I AMBLE GINGERLY on the paved walkway leading up to the Sunder Burj, my pace losing its morning vigour with every passing second as I undergo a quiet hypnotism impressed upon me by the bridelike majesty of the structure. The spell is momentarily broken when the scent of autumn, diffused in the air by the flowers crushed under passing feet, meets with my sense of smell. This is despite the restrictive grasp of the mask on my face that the times have necessitated. But it is a cloth mask, cotton, to be precise, and is coordinated nicely with the setting on account of the little blue flowers, so who’s complaining?
Yes, with a pandemic raging, we have decided, after much haunt-hunting, to hand ourselves to Sunder Nursery on an overcast Delhi morning. I remember stepping out of home like a baby that first learns to walk and into the Uber rather circumspectly like I had never learned to entrust myself to a vehicle. In the space of the half-hour it took us to reach here, we sanitised our hands twice, not afraid of setting our palms on fire in the Delhi sun, whose wicked nature even the virus doesn’t seem to have softened after all.
Anyway, all the hassle seems to be paying off. Deprived of travel and free mingling with the great outdoors, this 90-acre arboretum speckled with 15 heritage monuments (six of them Unesco World Heritage Sites) already seems to have upstaged the Garden of Eden itself in my imagination.

* [Questions on the material]
• 1. Rewrite the Sunder Nursery passage, starting with "Yes, with a" and going on through "softened after all.", with "Uber" replaced by "taxi".
• 2. Do these statements agree with the Sunder Nursery passage? Answer yes or no for each and quote the words that decide it. (a) The narrator's mask is made of cotton. (b) The ride to Sunder Nursery took about an hour. (c) Six of the heritage monuments in the arboretum are Unesco World Heritage Sites.
• 3. Write the next part of the Sunder Nursery visit account, following on from its last sentence.

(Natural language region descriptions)
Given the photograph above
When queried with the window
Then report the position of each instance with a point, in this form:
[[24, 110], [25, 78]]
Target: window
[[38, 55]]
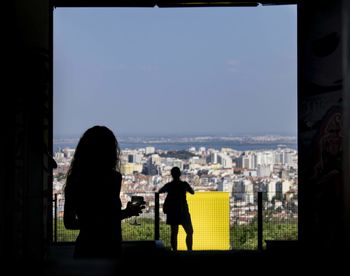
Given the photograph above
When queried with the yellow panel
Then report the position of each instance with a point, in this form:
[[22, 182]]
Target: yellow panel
[[211, 222]]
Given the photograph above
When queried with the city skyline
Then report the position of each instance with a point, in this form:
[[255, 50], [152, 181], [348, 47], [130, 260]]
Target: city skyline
[[175, 71]]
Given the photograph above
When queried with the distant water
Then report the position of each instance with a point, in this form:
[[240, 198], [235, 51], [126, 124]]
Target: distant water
[[185, 146]]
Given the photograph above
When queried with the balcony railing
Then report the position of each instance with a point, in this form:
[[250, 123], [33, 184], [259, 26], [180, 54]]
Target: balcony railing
[[253, 218]]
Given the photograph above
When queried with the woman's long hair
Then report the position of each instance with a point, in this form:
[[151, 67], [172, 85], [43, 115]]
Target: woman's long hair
[[97, 152]]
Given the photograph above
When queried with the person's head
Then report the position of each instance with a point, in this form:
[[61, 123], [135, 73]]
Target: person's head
[[97, 150], [175, 172]]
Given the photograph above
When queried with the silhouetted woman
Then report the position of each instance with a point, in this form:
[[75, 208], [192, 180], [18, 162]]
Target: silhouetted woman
[[92, 202], [176, 208]]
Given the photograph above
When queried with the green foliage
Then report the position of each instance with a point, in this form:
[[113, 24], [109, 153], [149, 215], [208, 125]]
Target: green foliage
[[241, 236]]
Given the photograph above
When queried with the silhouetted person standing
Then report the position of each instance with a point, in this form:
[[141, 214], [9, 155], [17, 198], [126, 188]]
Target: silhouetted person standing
[[92, 202], [176, 208]]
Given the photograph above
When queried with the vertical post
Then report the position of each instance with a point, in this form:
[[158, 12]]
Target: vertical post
[[156, 216], [260, 222], [55, 229]]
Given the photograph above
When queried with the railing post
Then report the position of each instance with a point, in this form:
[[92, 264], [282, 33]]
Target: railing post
[[156, 216], [55, 212], [260, 222]]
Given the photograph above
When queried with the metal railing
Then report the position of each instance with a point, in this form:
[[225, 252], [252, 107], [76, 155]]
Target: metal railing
[[254, 219]]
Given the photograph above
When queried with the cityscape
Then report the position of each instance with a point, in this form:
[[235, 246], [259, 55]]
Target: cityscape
[[270, 167]]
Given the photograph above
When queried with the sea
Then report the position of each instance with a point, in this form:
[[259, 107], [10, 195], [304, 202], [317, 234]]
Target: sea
[[177, 146]]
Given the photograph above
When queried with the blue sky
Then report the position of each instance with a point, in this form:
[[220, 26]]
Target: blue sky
[[178, 71]]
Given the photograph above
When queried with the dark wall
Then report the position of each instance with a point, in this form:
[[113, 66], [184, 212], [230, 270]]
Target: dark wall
[[346, 164], [322, 133], [24, 171]]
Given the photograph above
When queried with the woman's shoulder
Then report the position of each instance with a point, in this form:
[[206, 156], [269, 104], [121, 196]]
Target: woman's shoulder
[[117, 175]]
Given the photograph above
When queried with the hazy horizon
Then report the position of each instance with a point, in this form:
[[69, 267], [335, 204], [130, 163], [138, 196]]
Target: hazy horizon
[[166, 72]]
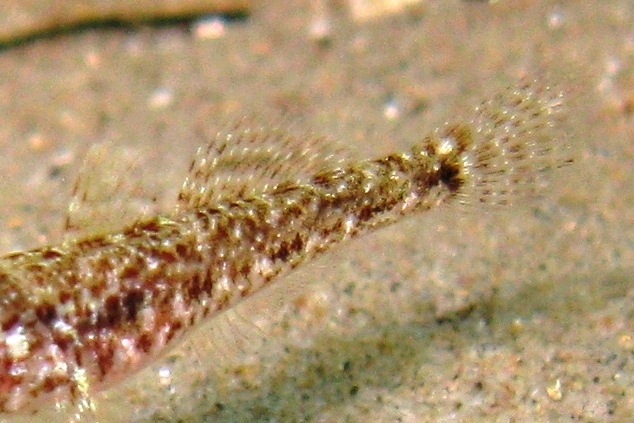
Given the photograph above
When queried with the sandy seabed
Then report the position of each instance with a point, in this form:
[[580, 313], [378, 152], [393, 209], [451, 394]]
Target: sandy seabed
[[518, 315]]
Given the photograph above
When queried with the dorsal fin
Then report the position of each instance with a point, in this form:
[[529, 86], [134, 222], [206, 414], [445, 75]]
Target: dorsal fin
[[110, 192], [247, 160]]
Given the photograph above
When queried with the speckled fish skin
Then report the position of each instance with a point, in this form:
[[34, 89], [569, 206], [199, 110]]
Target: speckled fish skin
[[80, 316]]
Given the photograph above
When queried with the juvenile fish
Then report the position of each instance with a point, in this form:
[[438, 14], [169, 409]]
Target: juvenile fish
[[79, 316]]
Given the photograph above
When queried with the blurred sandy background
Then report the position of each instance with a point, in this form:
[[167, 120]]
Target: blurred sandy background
[[524, 315]]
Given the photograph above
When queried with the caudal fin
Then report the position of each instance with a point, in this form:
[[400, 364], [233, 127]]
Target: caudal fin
[[511, 141]]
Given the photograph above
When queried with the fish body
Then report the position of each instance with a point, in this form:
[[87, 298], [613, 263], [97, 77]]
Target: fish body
[[82, 315]]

* [Task-by-task answers]
• 1.
Yes, with a pandemic raging, we have decided, after much haunt-hunting, to hand ourselves to Sunder Nursery on an overcast Delhi morning. I remember stepping out of home like a baby that first learns to walk and into the taxi rather circumspectly like I had never learned to entrust myself to a vehicle. In the space of the half-hour it took us to reach here, we sanitised our hands twice, not afraid of setting our palms on fire in the Delhi sun, whose wicked nature even the virus doesn’t seem to have softened after all.

• 2.
(a) Yes: "it is a cloth mask, cotton, to be precise"
(b) No: "In the space of the half-hour it took us to reach here"
(c) Yes: "15 heritage monuments (six of them Unesco World Heritage Sites)"

• 3.
Built-in the 16th century, the freshly restored Sunder Burj hides behind its extraordinary stature a channel for water to flow in, interspersed by fountains and rivulets complemented sublimely by flowerbeds. The benches here provide stimulating angles to view the supreme architecture of the titular structure of the park. We even spend a good half-hour climbing up to the platform and venturing inside, stocking up to feed our hungry Instagrams when another pandemic strikes.
The end of the water channel diverges into two circuits. Being modern humans, we haven’t got Robert Frost’s individualism so we take the road presumably more travelled by. Thankfully, the area plan is such that you have to be really special to miss a lot. And it leads towards a waterbody whose exotic composure is accentuated with each passing second by the approaching cloud cover. The opposite bank overhangs with dramatic laburnum and a couple of women softly discuss politics under it. It is an artificial lake, we learn by ourselves somehow, and loutishly hog a bench with quaint armrests to fully soak in the foreign country feel that we prize so much here. I remember muttering to myself: “No, don’t say yeh toh India ka Scotland hai.”